GIVEN DATA →
┌──

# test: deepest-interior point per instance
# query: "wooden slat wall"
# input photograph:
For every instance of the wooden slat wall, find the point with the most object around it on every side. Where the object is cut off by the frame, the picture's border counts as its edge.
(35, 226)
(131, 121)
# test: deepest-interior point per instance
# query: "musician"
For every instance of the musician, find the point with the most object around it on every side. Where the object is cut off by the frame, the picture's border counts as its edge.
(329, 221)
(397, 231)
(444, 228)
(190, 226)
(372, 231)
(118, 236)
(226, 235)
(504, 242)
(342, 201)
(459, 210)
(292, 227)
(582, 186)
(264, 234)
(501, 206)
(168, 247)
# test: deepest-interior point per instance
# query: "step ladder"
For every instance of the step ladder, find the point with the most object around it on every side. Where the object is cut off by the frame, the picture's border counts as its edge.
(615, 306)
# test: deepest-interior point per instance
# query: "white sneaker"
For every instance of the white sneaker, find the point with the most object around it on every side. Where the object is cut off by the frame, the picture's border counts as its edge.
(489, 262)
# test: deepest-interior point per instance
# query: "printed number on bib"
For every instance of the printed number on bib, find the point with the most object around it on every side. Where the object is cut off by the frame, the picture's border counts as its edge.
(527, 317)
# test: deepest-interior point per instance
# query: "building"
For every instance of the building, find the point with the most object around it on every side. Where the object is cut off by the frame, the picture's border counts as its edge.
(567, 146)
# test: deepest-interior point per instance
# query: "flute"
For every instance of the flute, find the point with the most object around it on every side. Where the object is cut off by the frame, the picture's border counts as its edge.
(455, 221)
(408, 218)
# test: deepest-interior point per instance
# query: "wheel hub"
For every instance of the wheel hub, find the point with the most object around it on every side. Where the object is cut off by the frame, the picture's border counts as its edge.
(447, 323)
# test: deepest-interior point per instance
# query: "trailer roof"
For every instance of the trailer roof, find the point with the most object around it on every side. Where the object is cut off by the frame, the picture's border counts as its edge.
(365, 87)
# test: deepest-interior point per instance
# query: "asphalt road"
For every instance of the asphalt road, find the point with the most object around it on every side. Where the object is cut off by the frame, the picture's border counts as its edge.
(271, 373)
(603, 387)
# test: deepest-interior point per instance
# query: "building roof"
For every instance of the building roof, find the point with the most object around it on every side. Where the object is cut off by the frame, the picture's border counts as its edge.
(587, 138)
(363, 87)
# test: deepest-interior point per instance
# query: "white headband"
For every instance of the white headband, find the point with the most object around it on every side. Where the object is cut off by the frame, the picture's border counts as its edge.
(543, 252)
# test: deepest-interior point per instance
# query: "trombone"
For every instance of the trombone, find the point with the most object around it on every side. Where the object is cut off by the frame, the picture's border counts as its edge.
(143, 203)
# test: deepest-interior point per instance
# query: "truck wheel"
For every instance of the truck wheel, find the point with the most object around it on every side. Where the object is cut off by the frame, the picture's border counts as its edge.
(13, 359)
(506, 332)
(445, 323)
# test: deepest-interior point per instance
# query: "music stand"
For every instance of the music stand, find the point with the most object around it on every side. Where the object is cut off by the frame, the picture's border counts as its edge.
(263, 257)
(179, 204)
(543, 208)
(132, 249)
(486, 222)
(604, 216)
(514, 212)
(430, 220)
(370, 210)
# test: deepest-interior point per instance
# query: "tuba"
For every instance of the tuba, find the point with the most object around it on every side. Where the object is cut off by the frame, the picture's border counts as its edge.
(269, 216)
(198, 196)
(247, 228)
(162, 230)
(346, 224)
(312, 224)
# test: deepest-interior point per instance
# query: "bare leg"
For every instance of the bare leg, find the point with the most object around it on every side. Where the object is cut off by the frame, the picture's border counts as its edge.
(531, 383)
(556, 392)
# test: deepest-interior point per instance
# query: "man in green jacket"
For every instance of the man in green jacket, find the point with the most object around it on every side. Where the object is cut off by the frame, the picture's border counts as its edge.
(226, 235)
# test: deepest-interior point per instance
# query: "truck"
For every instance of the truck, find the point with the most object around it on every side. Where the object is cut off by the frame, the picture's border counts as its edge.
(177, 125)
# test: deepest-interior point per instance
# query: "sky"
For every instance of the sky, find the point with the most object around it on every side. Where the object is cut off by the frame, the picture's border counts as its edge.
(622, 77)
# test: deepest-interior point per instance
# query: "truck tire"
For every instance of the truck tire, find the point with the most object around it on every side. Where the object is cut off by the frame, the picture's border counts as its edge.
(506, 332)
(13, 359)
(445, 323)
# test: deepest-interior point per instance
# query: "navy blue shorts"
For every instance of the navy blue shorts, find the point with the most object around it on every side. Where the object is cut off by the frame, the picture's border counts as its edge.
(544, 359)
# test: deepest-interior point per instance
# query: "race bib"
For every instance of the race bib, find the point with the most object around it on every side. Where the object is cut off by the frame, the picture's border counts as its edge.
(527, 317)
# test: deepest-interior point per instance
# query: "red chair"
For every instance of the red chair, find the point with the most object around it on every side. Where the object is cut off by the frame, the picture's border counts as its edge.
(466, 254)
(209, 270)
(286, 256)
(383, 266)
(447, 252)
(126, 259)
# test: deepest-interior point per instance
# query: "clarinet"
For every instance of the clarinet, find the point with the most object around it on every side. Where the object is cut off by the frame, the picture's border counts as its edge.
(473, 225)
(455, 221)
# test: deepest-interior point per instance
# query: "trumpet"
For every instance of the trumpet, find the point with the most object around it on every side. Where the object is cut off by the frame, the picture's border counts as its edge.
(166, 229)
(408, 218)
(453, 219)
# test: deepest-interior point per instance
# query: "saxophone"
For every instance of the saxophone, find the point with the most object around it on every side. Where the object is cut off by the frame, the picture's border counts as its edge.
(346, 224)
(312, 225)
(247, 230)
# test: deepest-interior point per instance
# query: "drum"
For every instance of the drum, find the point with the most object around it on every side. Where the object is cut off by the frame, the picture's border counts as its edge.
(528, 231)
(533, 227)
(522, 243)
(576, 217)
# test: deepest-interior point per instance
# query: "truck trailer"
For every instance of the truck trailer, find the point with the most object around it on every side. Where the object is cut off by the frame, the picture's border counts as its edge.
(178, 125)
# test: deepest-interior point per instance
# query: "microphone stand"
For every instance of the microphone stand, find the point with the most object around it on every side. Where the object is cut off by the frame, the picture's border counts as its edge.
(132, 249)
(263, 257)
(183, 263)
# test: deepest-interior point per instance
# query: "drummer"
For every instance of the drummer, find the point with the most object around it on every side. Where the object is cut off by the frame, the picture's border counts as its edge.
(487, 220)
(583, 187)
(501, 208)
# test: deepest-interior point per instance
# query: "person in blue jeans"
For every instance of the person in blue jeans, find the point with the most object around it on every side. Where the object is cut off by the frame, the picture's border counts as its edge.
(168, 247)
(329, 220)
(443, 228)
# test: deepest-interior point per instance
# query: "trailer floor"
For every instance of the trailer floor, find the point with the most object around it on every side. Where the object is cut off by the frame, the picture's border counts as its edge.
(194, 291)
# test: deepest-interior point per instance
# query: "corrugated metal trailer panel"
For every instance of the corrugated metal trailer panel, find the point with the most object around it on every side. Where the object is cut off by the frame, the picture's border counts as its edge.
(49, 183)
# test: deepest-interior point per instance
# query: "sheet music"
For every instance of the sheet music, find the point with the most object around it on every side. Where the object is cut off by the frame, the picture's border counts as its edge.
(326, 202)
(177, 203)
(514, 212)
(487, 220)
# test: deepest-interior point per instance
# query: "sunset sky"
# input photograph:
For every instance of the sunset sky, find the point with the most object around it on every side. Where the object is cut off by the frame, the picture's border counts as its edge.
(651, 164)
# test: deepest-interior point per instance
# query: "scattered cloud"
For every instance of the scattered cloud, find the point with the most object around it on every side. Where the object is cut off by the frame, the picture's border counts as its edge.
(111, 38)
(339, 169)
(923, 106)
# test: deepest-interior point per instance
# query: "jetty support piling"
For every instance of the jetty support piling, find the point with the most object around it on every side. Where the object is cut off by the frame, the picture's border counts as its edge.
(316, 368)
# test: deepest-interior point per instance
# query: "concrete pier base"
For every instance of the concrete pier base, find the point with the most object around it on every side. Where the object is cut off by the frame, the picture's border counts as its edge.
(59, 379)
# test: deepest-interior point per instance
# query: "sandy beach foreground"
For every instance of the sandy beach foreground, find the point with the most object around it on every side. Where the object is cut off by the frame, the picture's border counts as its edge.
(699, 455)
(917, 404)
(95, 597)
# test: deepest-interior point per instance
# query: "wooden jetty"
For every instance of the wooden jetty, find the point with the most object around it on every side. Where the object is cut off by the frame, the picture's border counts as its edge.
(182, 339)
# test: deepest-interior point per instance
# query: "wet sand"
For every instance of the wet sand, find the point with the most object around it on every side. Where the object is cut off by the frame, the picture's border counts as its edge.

└──

YOUR ASSIGNMENT → Repeat, exactly, every line from the one containing "For every instance of the wooden jetty, find" through the final line of the listing above, adding nothing.

ANSWER TO THE EXERCISE →
For every instance of the wooden jetty, find the point with the most object around it on every side. Where the object is cut off by the frame, the picture's border counts as its edge.
(182, 339)
# test: deepest-interior point per instance
# query: "wet sand"
For every instance of the wet sand, find the point with the most object around it on every side. Where the object is cut off by the frame, the picture's border counts as its edge.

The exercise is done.